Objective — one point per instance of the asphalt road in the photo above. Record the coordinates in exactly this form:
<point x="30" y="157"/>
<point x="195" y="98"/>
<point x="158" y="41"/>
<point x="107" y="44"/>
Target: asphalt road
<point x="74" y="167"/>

——————

Task statement. Pull out every line of the data above and copy it back word for word.

Final answer.
Objective — one point per instance of the asphalt road in the photo above. Record the coordinates in exactly this form:
<point x="30" y="157"/>
<point x="195" y="98"/>
<point x="158" y="41"/>
<point x="107" y="44"/>
Target: asphalt road
<point x="74" y="167"/>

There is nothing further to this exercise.